Задание 1:
Перепишите дословно из исходного текста всё, начиная с «Н. К. Пиксанов» и вниз до «1,. с. LXI.)».

Я был один. Александра5 отправил по колясочной дороге в Кафу. Кто хочет посещать прах и камни славных усопших, не должен брать живых с собою. Поспешная и громкая походка, равнодушные лица и пуще всего глупые, ежедневные толки спутников часто не давали мне забыться, и сближение моей жизни, последнего пришельца, с судьбою давно ото­шедших для меня было потеряно. Не так в Сольдае. Мирно и почтительно взошел я на пустырь, обне­сенный  стенами   и   обломками    башен,   цеплялся   по утесу, нависшему круто в море, и бережно взобрался до самой вершины, и там башня и свод уцелели. С Чатыр-Дага вид пространнее, но нет признака, чтобы там люди живали, усел город, чтобы стекались в него купцы и странники изо всех частей света, чтобы наконец он взят был на щит рассвирепевшим неприятелем, и груды камней одни бы свидетельст­вовали о прежней величавой его жизни. Здесь это все есть. И не приморскими видами я любовался; перебирал мысленно многое, что слыхал и видел. <...>

(Грибоедов, т. 3, с. 179—180.)

Н. К. Пиксанов

Но несмотря на такое углубленное изучение Крыма, на яркие впечатления южной природы, при­ступы тоски повторялись.

(Грибоедов, т. 1,. с. LXI.)

Данные для задания:
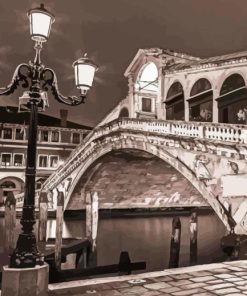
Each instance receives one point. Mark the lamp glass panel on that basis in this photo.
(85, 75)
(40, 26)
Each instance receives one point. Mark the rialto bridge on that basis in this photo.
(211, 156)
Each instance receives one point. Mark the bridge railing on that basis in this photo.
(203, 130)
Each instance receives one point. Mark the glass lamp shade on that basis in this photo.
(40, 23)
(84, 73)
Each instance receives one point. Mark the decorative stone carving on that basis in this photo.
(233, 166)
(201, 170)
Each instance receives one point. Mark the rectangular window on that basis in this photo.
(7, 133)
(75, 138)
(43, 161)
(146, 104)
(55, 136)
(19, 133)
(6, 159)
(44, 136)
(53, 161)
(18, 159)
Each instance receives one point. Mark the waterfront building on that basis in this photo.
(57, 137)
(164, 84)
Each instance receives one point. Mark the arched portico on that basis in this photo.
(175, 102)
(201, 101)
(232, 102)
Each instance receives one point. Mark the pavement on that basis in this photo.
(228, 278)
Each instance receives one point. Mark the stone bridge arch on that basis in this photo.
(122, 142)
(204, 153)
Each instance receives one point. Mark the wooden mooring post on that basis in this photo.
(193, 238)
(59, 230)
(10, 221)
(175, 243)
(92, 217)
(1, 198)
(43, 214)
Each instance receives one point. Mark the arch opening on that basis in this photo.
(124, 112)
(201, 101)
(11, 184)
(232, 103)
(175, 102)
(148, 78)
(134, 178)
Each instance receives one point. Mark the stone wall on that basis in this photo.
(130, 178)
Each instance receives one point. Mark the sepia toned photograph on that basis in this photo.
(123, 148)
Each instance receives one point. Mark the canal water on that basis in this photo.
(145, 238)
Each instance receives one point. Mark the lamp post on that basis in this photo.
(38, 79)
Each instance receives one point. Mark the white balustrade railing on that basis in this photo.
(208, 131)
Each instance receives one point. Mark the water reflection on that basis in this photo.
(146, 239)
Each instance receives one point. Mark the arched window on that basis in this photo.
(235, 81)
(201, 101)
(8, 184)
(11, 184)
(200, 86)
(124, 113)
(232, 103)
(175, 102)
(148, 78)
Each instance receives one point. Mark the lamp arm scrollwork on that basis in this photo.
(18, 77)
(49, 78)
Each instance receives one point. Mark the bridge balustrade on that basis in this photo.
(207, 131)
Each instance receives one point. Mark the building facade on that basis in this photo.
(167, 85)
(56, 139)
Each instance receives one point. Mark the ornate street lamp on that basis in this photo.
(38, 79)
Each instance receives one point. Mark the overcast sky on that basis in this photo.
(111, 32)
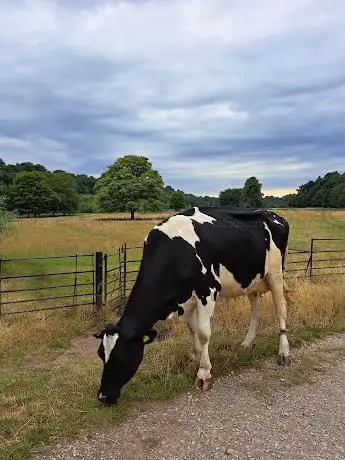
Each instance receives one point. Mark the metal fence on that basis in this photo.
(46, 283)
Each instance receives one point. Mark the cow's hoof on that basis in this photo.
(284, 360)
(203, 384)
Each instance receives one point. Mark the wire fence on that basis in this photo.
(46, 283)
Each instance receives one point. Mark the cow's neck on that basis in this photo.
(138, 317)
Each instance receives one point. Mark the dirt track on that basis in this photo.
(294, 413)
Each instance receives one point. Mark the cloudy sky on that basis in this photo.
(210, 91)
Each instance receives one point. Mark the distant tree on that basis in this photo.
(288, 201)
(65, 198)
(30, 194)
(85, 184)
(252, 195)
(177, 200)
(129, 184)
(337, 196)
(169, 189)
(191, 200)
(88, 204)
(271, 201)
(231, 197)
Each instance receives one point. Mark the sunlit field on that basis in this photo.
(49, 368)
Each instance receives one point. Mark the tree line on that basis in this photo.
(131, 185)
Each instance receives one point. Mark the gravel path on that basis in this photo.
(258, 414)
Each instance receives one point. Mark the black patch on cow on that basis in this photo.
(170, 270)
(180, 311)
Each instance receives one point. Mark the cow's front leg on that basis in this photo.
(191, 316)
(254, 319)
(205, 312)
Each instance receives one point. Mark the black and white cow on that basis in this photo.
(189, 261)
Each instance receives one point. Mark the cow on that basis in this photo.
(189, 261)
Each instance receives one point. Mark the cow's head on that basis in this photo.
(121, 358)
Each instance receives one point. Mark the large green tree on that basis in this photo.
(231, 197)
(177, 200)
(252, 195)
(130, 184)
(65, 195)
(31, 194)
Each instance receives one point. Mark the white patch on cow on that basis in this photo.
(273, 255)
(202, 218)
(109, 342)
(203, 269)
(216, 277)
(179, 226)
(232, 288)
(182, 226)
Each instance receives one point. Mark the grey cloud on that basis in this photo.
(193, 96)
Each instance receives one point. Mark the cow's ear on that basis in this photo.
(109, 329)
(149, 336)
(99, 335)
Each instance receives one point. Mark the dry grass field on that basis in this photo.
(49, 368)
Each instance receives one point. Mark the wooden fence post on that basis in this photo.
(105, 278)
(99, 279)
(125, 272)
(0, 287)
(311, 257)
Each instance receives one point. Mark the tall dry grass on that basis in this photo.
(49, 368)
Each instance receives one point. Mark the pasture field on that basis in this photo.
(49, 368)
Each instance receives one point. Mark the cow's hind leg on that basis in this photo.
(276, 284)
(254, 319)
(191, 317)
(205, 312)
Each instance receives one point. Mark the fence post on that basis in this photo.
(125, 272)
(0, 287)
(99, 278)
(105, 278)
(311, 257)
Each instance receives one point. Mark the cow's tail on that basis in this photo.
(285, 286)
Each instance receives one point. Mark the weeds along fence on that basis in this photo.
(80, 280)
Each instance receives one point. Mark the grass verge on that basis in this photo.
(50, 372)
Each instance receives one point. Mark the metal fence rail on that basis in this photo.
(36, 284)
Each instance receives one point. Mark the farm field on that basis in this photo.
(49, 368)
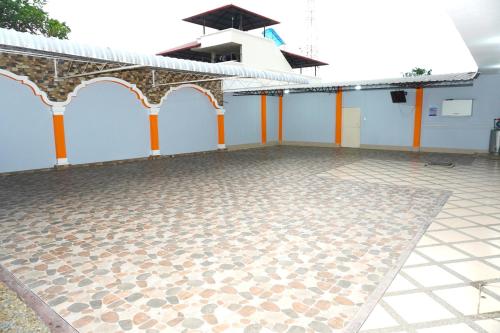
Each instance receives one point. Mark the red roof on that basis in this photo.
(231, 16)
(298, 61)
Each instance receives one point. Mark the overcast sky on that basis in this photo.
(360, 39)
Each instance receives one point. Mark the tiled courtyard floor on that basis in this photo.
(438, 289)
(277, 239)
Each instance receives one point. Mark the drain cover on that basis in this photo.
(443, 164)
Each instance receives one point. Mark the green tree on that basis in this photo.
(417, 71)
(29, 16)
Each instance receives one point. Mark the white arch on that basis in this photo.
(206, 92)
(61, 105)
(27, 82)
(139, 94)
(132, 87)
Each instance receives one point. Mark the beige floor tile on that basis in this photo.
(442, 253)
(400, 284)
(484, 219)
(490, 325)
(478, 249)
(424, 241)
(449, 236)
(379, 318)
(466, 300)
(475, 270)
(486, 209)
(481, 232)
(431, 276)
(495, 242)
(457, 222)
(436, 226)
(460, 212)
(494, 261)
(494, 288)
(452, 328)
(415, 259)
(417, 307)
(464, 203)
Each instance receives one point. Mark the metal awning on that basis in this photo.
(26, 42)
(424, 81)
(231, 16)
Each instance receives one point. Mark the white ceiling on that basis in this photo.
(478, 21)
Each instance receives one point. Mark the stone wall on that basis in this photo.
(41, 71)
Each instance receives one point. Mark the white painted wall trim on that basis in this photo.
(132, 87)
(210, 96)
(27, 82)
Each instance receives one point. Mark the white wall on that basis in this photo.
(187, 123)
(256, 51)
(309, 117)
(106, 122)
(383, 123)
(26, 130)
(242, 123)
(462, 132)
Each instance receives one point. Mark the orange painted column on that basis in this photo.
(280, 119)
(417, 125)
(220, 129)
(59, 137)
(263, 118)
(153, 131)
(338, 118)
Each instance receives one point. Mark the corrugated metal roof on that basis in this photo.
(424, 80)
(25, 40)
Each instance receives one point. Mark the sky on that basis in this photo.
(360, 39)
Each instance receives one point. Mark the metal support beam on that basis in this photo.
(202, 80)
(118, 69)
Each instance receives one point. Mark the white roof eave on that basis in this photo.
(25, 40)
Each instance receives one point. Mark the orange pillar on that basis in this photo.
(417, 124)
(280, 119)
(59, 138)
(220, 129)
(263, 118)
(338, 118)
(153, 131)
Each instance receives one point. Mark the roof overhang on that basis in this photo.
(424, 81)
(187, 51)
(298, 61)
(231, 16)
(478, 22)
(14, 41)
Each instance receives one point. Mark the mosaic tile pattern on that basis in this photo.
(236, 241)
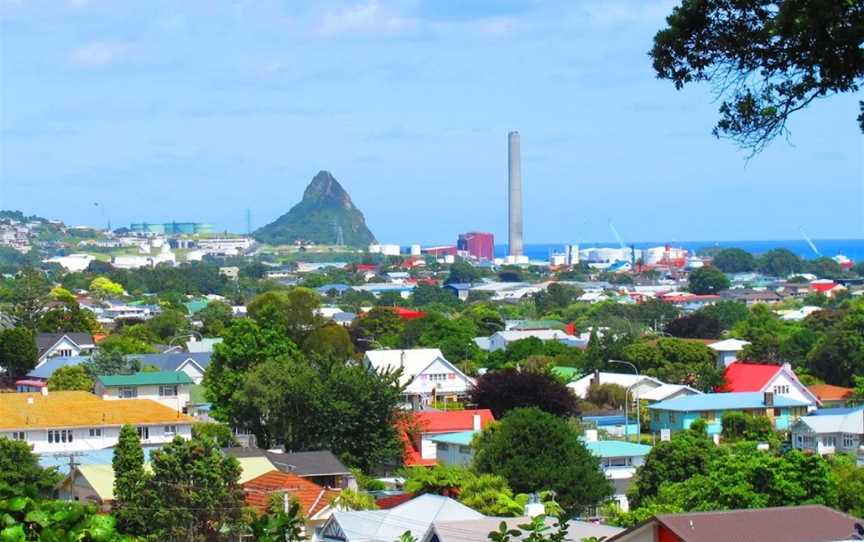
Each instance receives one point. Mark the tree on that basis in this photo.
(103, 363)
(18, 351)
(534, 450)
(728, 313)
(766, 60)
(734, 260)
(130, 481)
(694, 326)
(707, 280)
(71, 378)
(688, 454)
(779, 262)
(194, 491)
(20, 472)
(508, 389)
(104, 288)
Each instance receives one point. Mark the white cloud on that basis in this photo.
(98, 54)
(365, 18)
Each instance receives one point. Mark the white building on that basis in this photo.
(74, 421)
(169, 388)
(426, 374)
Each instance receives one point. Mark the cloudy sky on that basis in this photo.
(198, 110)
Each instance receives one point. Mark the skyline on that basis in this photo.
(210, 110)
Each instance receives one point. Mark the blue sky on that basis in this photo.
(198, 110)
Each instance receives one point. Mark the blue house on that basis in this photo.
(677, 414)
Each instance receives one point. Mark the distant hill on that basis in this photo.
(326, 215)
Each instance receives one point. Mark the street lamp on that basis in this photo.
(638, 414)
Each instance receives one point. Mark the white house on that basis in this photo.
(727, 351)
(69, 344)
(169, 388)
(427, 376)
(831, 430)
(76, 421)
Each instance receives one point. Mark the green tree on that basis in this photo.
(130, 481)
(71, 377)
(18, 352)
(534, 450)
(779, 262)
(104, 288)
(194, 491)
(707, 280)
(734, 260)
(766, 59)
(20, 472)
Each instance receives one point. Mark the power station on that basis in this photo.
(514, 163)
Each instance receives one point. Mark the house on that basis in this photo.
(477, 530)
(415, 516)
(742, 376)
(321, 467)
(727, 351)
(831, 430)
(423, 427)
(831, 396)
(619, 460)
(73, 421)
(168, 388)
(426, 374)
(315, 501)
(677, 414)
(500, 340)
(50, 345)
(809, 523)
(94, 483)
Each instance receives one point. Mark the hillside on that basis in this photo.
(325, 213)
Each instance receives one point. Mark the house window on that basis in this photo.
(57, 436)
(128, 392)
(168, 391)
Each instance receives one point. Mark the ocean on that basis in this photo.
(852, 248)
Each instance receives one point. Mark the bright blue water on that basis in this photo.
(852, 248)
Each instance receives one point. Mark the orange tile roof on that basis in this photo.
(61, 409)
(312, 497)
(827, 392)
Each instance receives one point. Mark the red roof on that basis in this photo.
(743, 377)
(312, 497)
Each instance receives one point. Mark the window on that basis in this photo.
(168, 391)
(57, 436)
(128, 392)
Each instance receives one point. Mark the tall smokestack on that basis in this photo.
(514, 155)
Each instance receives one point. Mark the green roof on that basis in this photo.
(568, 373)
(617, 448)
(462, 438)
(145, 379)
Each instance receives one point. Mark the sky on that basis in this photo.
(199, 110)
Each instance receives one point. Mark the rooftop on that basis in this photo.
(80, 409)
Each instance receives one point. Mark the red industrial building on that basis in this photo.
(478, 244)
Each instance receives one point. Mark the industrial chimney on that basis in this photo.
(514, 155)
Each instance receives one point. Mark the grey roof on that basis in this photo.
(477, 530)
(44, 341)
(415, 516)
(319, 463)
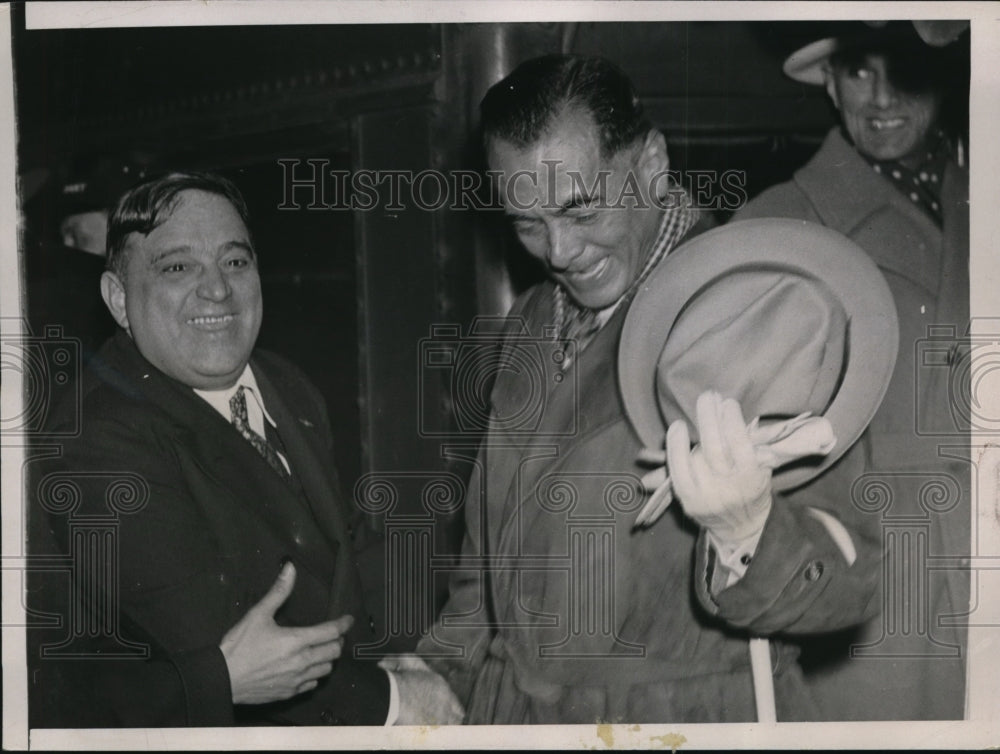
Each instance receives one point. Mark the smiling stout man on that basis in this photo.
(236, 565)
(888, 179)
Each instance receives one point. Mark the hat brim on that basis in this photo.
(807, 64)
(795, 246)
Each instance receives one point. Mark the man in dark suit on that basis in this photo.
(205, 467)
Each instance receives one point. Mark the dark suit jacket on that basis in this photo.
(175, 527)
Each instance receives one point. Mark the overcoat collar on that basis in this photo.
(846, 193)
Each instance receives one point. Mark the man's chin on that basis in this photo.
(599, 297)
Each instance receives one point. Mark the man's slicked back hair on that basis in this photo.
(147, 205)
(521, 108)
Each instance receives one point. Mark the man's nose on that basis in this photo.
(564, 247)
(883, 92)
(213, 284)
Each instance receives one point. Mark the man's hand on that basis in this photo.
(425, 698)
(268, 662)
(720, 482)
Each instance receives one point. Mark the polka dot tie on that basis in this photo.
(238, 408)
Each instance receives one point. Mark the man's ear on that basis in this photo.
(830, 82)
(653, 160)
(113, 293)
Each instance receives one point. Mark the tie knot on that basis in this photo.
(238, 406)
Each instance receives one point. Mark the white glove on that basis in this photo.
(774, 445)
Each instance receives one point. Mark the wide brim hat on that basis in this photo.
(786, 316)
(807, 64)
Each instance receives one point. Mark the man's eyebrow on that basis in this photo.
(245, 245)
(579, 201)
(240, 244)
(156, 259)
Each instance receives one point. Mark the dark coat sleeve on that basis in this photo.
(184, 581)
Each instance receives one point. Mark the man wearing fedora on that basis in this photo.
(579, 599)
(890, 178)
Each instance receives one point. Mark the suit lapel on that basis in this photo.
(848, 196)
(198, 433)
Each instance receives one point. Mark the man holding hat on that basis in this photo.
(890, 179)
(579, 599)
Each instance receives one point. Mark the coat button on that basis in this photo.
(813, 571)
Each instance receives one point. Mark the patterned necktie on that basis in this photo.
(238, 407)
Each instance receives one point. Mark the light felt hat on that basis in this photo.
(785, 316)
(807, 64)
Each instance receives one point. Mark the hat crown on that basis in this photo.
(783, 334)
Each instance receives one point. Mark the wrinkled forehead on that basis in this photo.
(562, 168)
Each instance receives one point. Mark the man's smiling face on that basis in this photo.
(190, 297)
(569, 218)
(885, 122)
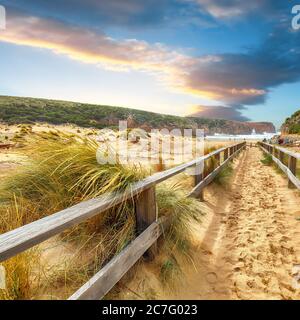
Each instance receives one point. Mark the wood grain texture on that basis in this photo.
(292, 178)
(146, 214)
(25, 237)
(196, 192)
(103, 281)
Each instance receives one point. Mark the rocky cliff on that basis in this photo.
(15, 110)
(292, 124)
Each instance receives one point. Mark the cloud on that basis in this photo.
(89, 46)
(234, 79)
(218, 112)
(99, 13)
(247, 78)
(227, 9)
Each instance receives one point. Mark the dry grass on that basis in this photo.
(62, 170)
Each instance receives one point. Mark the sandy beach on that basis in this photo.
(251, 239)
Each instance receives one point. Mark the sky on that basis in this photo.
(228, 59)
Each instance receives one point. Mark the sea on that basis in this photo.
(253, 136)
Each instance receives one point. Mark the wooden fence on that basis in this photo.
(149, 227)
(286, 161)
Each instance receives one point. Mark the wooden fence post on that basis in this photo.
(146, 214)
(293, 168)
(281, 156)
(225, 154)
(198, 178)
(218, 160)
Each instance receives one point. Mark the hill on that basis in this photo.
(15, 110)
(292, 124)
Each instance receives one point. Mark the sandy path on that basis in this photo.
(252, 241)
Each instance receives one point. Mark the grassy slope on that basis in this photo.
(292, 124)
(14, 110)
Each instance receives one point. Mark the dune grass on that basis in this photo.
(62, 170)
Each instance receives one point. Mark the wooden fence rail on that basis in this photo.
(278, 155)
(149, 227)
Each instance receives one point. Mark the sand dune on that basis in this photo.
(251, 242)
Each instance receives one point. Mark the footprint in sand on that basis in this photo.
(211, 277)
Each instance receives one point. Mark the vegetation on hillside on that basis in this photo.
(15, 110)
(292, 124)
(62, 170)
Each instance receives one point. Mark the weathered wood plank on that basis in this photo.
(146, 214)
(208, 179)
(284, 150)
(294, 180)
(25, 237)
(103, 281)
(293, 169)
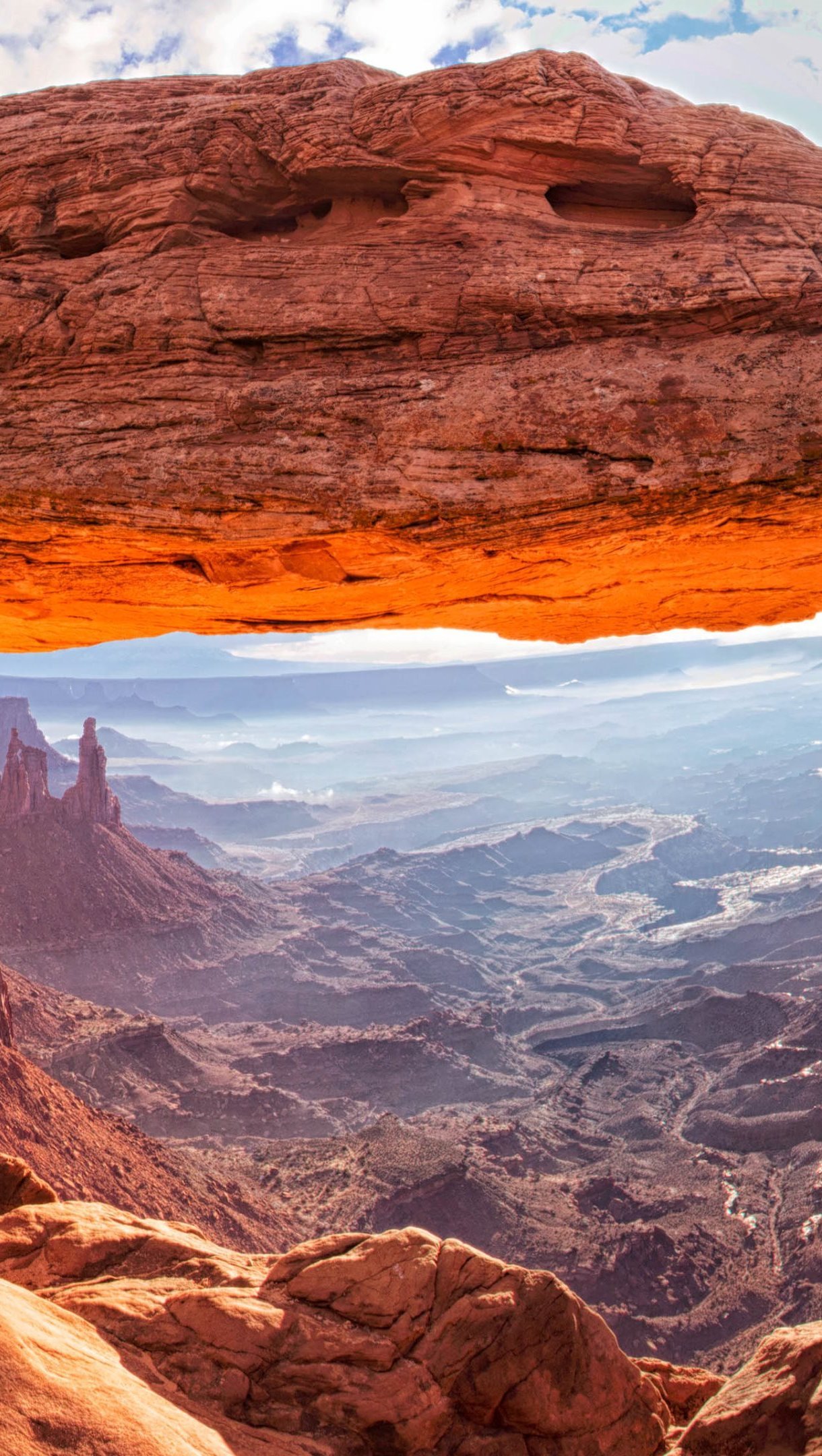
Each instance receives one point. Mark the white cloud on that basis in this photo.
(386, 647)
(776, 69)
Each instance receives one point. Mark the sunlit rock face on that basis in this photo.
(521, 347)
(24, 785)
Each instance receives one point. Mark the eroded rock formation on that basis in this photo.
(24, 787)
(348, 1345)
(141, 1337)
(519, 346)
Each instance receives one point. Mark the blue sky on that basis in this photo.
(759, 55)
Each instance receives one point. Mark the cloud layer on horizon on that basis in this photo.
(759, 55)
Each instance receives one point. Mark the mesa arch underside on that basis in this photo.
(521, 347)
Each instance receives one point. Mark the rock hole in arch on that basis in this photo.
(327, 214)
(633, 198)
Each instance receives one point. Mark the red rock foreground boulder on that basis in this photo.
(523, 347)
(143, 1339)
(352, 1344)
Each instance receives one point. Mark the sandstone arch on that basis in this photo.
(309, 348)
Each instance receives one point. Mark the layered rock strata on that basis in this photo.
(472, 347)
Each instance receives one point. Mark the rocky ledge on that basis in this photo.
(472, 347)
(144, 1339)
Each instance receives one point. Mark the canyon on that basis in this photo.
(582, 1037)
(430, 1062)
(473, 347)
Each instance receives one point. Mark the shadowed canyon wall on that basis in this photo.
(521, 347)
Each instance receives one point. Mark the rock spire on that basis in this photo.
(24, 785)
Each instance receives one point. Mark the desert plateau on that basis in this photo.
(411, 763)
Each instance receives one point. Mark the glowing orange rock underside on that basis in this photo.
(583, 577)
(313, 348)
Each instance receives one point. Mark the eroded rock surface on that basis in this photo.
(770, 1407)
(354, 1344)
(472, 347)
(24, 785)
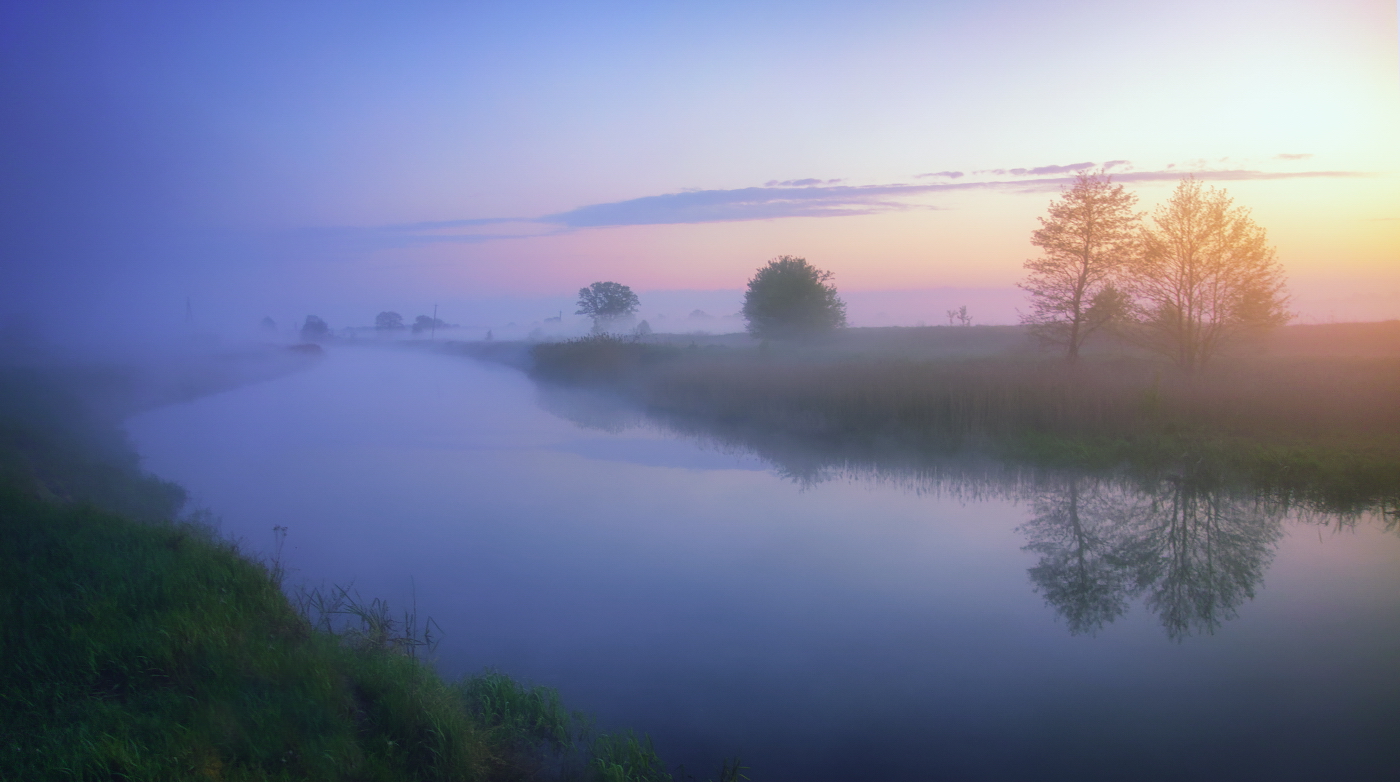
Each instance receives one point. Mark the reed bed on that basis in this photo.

Задание 2:
Выведите все строки записей, где встречается слово «window». Регистр букв учитывается.

Итоговый результат 1:
Н. К. Пиксанов

Но несмотря на такое углубленное изучение Крыма, на яркие впечатления южной природы, при­ступы тоски повторялись.

(Грибоедов, т. 1,. с. LXI.)

Итоговый результат 2:
Each instance receives one point. Mark the rectangular window on that basis in this photo.
Each instance receives one point. Mark the arched window on that basis in this photo.
Each instance receives one point. Mark the house window on that basis in this photo.
Each instance receives one point. Mark the window on that basis in this photo.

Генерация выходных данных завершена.